(Dataset excerpts on object pointing)
⁂
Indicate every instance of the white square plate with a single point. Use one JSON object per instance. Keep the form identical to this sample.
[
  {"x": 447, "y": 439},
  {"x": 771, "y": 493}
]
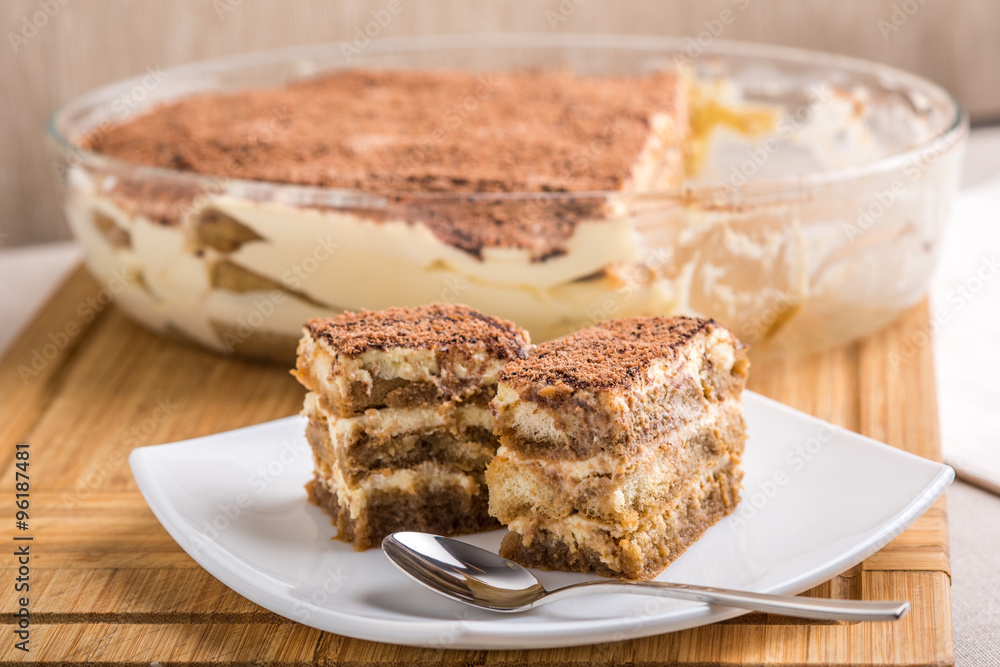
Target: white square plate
[{"x": 817, "y": 500}]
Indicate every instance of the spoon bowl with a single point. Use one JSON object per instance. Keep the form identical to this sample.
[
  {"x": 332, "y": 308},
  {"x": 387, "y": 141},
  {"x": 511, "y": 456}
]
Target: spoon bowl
[{"x": 480, "y": 578}]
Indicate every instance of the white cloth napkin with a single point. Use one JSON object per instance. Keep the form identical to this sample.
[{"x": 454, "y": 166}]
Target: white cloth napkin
[{"x": 965, "y": 310}]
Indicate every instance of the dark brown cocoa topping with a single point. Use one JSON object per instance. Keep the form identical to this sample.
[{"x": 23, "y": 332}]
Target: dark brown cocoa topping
[
  {"x": 443, "y": 327},
  {"x": 404, "y": 135},
  {"x": 612, "y": 354}
]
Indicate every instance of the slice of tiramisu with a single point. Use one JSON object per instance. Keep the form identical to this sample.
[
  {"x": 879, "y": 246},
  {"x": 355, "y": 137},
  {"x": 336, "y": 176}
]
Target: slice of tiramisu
[
  {"x": 399, "y": 421},
  {"x": 621, "y": 445}
]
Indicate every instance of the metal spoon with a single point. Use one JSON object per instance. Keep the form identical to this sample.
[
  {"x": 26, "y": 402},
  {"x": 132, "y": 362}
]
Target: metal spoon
[{"x": 482, "y": 579}]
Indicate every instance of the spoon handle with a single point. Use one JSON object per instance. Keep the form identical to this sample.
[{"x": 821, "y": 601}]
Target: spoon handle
[{"x": 800, "y": 607}]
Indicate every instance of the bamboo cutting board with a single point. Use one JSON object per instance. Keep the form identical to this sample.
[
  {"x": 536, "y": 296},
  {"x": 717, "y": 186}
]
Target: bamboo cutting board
[{"x": 109, "y": 586}]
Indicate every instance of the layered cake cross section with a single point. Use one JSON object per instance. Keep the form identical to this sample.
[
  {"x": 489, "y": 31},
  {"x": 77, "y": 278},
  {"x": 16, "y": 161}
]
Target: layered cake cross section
[
  {"x": 620, "y": 445},
  {"x": 399, "y": 422}
]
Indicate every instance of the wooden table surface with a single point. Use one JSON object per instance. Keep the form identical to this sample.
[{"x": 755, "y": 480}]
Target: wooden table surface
[{"x": 84, "y": 386}]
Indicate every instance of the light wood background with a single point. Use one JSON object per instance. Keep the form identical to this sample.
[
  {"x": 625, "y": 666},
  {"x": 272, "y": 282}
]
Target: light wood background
[{"x": 87, "y": 43}]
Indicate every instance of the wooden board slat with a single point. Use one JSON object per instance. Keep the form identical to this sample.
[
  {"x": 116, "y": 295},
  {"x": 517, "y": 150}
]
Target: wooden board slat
[{"x": 111, "y": 586}]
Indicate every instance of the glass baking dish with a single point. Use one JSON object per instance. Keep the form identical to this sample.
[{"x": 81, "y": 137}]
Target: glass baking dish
[{"x": 812, "y": 213}]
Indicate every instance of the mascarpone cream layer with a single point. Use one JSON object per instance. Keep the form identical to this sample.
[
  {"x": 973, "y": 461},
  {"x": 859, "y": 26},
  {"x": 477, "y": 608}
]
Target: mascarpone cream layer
[
  {"x": 539, "y": 422},
  {"x": 345, "y": 262},
  {"x": 390, "y": 422},
  {"x": 425, "y": 478}
]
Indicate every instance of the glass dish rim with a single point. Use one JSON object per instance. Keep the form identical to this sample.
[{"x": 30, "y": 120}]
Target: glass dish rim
[{"x": 948, "y": 137}]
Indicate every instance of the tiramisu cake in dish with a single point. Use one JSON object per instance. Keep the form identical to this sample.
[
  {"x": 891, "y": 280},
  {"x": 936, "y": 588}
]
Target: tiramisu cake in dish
[
  {"x": 508, "y": 191},
  {"x": 399, "y": 421},
  {"x": 620, "y": 445}
]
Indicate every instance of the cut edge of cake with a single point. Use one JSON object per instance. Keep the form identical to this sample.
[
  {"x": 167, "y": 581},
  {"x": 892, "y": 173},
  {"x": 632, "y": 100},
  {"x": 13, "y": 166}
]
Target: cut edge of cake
[{"x": 592, "y": 426}]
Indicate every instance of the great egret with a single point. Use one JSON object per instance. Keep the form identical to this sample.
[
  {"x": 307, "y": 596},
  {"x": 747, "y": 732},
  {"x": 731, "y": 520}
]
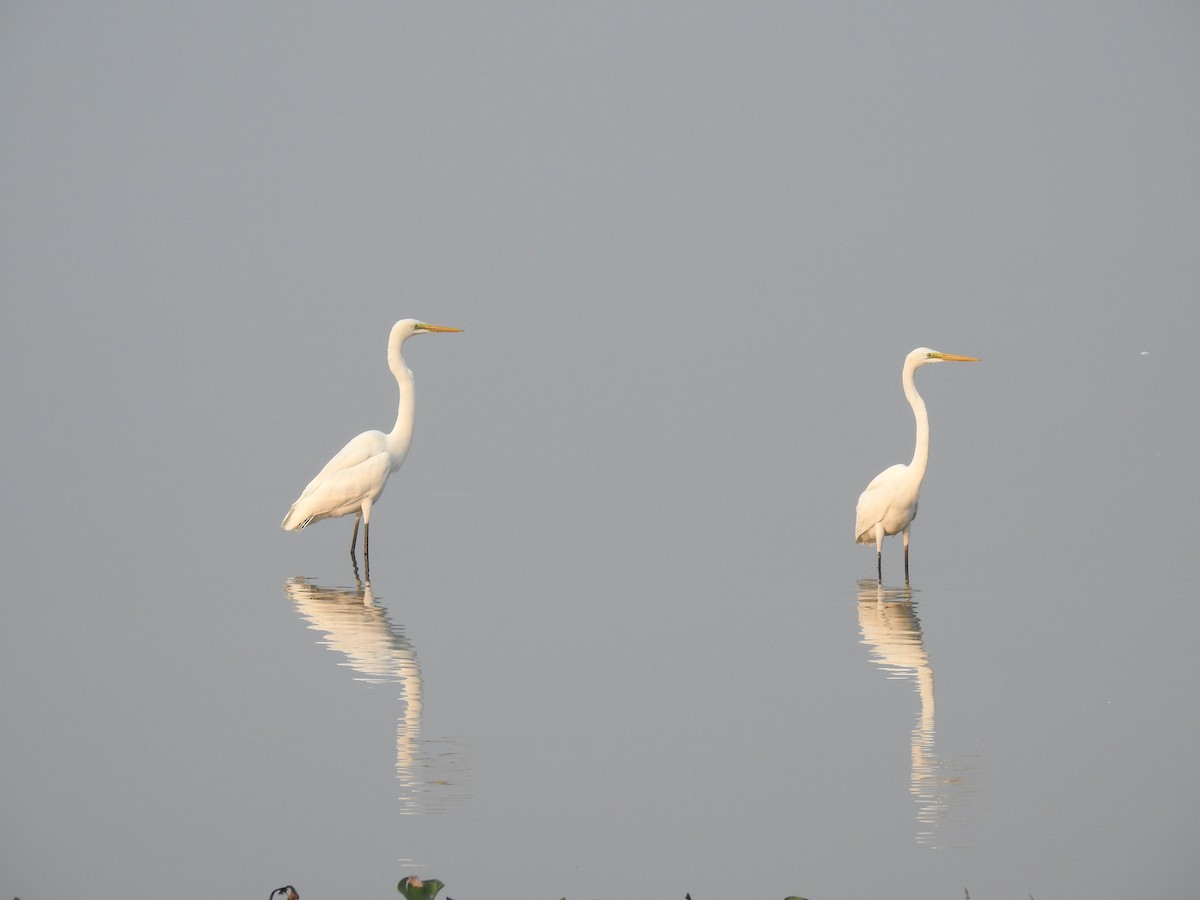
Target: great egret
[
  {"x": 353, "y": 480},
  {"x": 889, "y": 503}
]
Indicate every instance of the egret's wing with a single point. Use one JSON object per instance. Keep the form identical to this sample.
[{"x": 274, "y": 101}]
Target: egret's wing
[
  {"x": 874, "y": 504},
  {"x": 359, "y": 471}
]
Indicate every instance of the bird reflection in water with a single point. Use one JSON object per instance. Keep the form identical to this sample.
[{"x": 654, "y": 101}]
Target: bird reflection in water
[
  {"x": 379, "y": 653},
  {"x": 891, "y": 628}
]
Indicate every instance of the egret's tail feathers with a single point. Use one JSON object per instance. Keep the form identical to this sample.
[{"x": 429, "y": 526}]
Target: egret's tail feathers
[{"x": 293, "y": 521}]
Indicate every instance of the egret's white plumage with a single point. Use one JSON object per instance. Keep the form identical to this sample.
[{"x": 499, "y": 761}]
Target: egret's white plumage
[
  {"x": 889, "y": 503},
  {"x": 353, "y": 480}
]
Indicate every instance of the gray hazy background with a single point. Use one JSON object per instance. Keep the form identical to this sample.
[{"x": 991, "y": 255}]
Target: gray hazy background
[{"x": 689, "y": 245}]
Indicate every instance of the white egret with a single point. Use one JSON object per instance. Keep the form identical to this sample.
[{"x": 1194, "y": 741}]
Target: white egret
[
  {"x": 353, "y": 480},
  {"x": 889, "y": 503}
]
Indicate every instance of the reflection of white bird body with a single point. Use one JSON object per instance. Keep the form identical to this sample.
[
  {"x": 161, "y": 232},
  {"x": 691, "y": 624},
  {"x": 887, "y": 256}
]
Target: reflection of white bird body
[
  {"x": 894, "y": 633},
  {"x": 888, "y": 505},
  {"x": 353, "y": 480},
  {"x": 361, "y": 631}
]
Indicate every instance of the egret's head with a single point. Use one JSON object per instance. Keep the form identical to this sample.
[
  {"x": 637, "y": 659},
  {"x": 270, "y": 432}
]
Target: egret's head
[
  {"x": 923, "y": 355},
  {"x": 406, "y": 328},
  {"x": 420, "y": 328}
]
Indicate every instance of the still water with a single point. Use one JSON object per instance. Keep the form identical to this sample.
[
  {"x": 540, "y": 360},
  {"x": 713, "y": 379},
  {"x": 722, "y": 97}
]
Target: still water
[{"x": 522, "y": 715}]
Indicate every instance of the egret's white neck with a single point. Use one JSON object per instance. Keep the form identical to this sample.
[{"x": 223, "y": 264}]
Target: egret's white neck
[{"x": 401, "y": 433}]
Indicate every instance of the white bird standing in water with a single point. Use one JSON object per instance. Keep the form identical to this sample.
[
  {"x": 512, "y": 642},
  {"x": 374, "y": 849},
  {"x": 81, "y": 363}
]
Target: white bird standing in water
[
  {"x": 353, "y": 480},
  {"x": 889, "y": 503}
]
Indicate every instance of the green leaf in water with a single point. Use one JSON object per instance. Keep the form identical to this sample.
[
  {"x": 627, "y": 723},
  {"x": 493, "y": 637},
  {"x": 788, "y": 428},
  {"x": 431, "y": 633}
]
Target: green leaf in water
[{"x": 413, "y": 888}]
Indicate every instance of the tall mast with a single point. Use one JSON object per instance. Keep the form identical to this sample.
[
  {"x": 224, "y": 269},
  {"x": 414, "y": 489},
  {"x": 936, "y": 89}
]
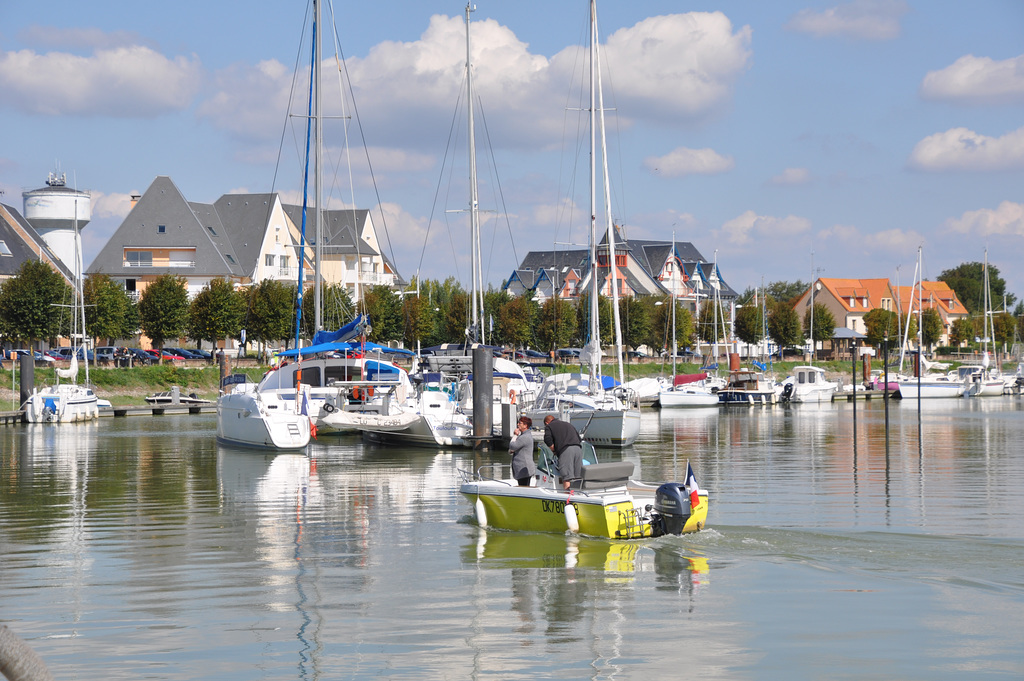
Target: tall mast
[
  {"x": 474, "y": 214},
  {"x": 675, "y": 273},
  {"x": 595, "y": 329},
  {"x": 317, "y": 180},
  {"x": 607, "y": 201}
]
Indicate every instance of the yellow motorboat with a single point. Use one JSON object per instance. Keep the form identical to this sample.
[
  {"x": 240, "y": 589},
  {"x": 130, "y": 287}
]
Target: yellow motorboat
[{"x": 606, "y": 502}]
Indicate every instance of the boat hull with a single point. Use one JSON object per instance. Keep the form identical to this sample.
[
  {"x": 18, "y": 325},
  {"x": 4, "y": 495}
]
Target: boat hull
[
  {"x": 246, "y": 419},
  {"x": 601, "y": 427},
  {"x": 682, "y": 398},
  {"x": 611, "y": 514},
  {"x": 61, "y": 403}
]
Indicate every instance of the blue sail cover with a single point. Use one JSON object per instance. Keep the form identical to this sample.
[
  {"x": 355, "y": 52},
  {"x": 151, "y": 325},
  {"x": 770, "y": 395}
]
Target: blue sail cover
[
  {"x": 346, "y": 333},
  {"x": 343, "y": 347}
]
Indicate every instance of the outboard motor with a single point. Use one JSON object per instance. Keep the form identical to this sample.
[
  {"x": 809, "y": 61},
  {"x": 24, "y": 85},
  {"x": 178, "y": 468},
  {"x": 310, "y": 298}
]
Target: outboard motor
[
  {"x": 787, "y": 392},
  {"x": 672, "y": 504}
]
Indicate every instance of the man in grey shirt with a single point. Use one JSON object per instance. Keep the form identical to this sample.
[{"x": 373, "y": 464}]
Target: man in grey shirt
[{"x": 564, "y": 440}]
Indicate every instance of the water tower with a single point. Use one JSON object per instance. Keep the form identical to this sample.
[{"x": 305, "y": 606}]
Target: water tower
[{"x": 57, "y": 212}]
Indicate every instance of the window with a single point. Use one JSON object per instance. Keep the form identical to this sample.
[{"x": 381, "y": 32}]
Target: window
[{"x": 138, "y": 258}]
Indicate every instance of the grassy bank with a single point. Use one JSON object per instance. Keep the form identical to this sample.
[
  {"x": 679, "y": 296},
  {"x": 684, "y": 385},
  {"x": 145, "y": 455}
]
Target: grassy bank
[{"x": 130, "y": 386}]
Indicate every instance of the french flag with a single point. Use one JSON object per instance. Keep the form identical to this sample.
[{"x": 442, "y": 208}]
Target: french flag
[{"x": 691, "y": 485}]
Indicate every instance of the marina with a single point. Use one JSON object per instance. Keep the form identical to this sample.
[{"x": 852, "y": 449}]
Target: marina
[{"x": 835, "y": 549}]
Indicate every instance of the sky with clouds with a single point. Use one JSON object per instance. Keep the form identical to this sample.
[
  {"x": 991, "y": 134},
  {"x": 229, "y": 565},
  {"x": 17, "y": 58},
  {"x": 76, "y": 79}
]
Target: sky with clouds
[{"x": 782, "y": 138}]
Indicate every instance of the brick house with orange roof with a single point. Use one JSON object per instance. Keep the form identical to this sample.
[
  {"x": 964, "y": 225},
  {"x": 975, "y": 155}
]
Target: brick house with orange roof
[
  {"x": 849, "y": 299},
  {"x": 934, "y": 295}
]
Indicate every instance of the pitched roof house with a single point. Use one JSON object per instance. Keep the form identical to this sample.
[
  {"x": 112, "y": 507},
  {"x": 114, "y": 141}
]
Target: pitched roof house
[
  {"x": 245, "y": 238},
  {"x": 849, "y": 299},
  {"x": 641, "y": 267}
]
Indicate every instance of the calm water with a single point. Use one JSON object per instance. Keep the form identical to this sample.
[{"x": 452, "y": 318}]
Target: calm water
[{"x": 138, "y": 549}]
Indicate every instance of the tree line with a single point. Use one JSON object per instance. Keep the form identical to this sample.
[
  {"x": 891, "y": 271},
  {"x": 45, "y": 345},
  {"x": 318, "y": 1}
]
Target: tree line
[{"x": 36, "y": 305}]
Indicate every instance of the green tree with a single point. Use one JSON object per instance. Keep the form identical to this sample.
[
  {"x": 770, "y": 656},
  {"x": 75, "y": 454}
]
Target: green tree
[
  {"x": 931, "y": 327},
  {"x": 635, "y": 316},
  {"x": 269, "y": 311},
  {"x": 783, "y": 325},
  {"x": 216, "y": 311},
  {"x": 1005, "y": 326},
  {"x": 824, "y": 325},
  {"x": 713, "y": 326},
  {"x": 419, "y": 320},
  {"x": 605, "y": 320},
  {"x": 786, "y": 292},
  {"x": 968, "y": 281},
  {"x": 750, "y": 325},
  {"x": 556, "y": 324},
  {"x": 29, "y": 303},
  {"x": 881, "y": 324},
  {"x": 660, "y": 327},
  {"x": 962, "y": 332},
  {"x": 110, "y": 312},
  {"x": 514, "y": 322},
  {"x": 384, "y": 308},
  {"x": 163, "y": 309}
]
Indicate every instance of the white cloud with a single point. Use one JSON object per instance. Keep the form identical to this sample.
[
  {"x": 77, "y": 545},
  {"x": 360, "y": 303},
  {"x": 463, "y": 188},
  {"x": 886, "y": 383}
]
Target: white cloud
[
  {"x": 668, "y": 68},
  {"x": 1007, "y": 219},
  {"x": 123, "y": 82},
  {"x": 250, "y": 101},
  {"x": 684, "y": 161},
  {"x": 678, "y": 65},
  {"x": 977, "y": 79},
  {"x": 860, "y": 19},
  {"x": 792, "y": 176},
  {"x": 961, "y": 149},
  {"x": 853, "y": 242},
  {"x": 749, "y": 226}
]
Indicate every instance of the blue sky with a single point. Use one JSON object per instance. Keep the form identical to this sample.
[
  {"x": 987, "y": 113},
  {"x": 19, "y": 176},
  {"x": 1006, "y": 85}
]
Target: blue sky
[{"x": 788, "y": 137}]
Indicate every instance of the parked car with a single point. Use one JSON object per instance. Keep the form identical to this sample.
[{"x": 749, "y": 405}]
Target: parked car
[
  {"x": 67, "y": 352},
  {"x": 107, "y": 352},
  {"x": 140, "y": 356},
  {"x": 183, "y": 353},
  {"x": 36, "y": 355}
]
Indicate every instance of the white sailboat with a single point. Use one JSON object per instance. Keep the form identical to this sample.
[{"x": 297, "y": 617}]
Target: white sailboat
[
  {"x": 683, "y": 392},
  {"x": 67, "y": 401},
  {"x": 248, "y": 415},
  {"x": 605, "y": 416},
  {"x": 925, "y": 386},
  {"x": 983, "y": 381}
]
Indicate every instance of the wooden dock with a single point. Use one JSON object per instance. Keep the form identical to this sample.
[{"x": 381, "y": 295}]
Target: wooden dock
[{"x": 15, "y": 417}]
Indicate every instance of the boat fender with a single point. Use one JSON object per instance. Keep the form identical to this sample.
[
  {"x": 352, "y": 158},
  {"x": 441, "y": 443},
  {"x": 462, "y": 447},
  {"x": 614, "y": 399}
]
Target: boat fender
[
  {"x": 481, "y": 513},
  {"x": 571, "y": 520}
]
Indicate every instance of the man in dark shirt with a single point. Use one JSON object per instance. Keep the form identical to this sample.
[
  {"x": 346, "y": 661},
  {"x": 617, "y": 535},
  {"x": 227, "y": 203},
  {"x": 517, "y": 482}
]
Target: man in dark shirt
[{"x": 564, "y": 440}]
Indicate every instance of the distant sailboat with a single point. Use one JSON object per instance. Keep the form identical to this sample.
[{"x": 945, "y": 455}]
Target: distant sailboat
[
  {"x": 66, "y": 401},
  {"x": 606, "y": 416}
]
⁂
**TASK OBJECTIVE**
Return every line from the one holding "Indicate every instance of the blue sky" through the end of the data, exactly as it appears, with both ends kept and nothing else.

**EXERCISE OUTPUT**
Indicate every instance of the blue sky with a single point. Use one JSON object per instance. Keep the form identical to this sample.
[
  {"x": 987, "y": 113},
  {"x": 19, "y": 176},
  {"x": 1006, "y": 85}
]
Target: blue sky
[{"x": 788, "y": 137}]
Indicate every instance of the parked car with a single point. Use one JSON object per instance. Keep the form identical to this sample.
[{"x": 749, "y": 405}]
Target: parked car
[
  {"x": 67, "y": 352},
  {"x": 107, "y": 352},
  {"x": 140, "y": 356},
  {"x": 183, "y": 353},
  {"x": 36, "y": 355}
]
Indicate every instance of the white sailboat with a single point. Use one JSON object per instance. Keep the form identical to this sample.
[{"x": 297, "y": 617}]
Target: white sailboat
[
  {"x": 683, "y": 392},
  {"x": 67, "y": 401},
  {"x": 248, "y": 415},
  {"x": 605, "y": 416},
  {"x": 925, "y": 386},
  {"x": 983, "y": 381}
]
Indicate every instance of the wooden dock with a single point. Use one JSON object per instance. Keep the form identical to this sample.
[{"x": 381, "y": 295}]
Target: wooden dock
[{"x": 15, "y": 417}]
Indicate every instance of the boat fender with a single point. Use one JSON object per instance. Keep the form identical to this sample.
[
  {"x": 352, "y": 158},
  {"x": 441, "y": 443},
  {"x": 462, "y": 447},
  {"x": 614, "y": 399}
]
Target: boat fender
[
  {"x": 481, "y": 513},
  {"x": 571, "y": 520}
]
Indicate every instance of the man in dark shirt with a single point. Use one JSON object per instance. Keep the form identical to this sample.
[
  {"x": 346, "y": 661},
  {"x": 617, "y": 535},
  {"x": 227, "y": 203},
  {"x": 517, "y": 482}
]
Target: man in dark shirt
[{"x": 564, "y": 440}]
Indicate every instance of the distant sailboat with a single point. Use one JSON object per instance. Keep the form identical to this sample.
[{"x": 945, "y": 455}]
Target: distant sailboat
[
  {"x": 66, "y": 401},
  {"x": 606, "y": 416}
]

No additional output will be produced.